Reading text:
Fluorescence imaging of mice bearing red fluorescent protein (RFP) expressing tumours. Treatment with free siRNA failed to impact tumour growth. However, Tf labelling of poly-siRNA (psi) particles enabled efficient tumour delivery and growth suppression. Adapted with permission from Yhee et al.318 Copyright 2013 American Chemical Society.
Many other protein ligands have also found widespread use for the selective targeting of NPs to cell surface receptors within a specific tissue or organ. An important consideration is the ability of many such ligands to trigger cellular responses and downstream effects. While this may be favourable in certain applications, in such cases the protein substrate is not merely acting as a targeting motif but is also controlling or inducing a biological effect.322 For example, growth factors such as epidermal growth factor (EGF) and VEGF have been used to target NPs to their relevant receptors, when overexpressed on the surface of tumour cells and tissues.270,322–327 However, the potency of growth factors as cell signalling moieties and their often promiscuous activation profiles must be carefully controlled, particularly following systemic delivery. Furthermore, cell-surface adhesion motifs can also be targeted. Chen et al demonstrated that iron oxide NPs could be functionalised with lymphocyte function-associated antigen (LFA)-1 proteins, able to target intercellular adhesion molecule-1 (ICAM-1) on the surface of both tumour cells and inflamed tissue in vivo.328
High density lipoproteins (HDLPs) have also found utility for selective NP delivery. These lipid-protein hybrids naturally form spherical particles in order to mediate the transport of lipids around the body. The interaction of HDLPs with a number of receptors commonly implicated in pathological conditions can be exploited to deliver NP based therapeutic agents and imaging tools.270 The scavenger receptor type B-1 (SR-B1) has been most widely targeted. For example, Yang et al demonstrated that AuNP templated HDLP particles could be used to selectively sequester cholesterol in vivo (Figure 18). These structures could be targeted to B-cell lymphoma cells, due to their need for cholesterol and thus upregulated expression of SR-B1.329 Similarly, apolipoprotein A-I, the major component of HDLPs, has been demonstrated to enable the selective delivery of fluorescent NPs to cancerous tissue in vivo.330
Figure 18.

Required action:
In the passage on nanoparticle targeting, what reason does it give for why the AuNP templated HDLP particles could be targeted to B-cell lymphoma cells? Answer in one to three sentences.

(Saved data entries)

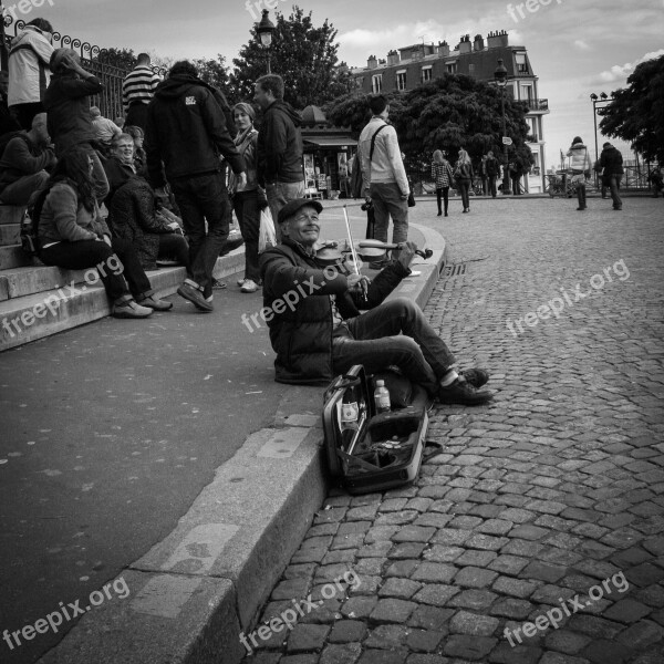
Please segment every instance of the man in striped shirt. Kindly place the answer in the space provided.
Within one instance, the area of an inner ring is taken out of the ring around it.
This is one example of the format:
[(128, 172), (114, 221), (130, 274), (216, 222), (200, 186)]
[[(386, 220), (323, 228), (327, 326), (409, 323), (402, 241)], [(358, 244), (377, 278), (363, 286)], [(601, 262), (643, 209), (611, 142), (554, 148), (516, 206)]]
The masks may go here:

Task answer:
B-cell lymphoma cells need cholesterol, so they have upregulated expression of the scavenger receptor type B-1 (SR-B1). The HDLP particles interact with this receptor, which lets them target these cells.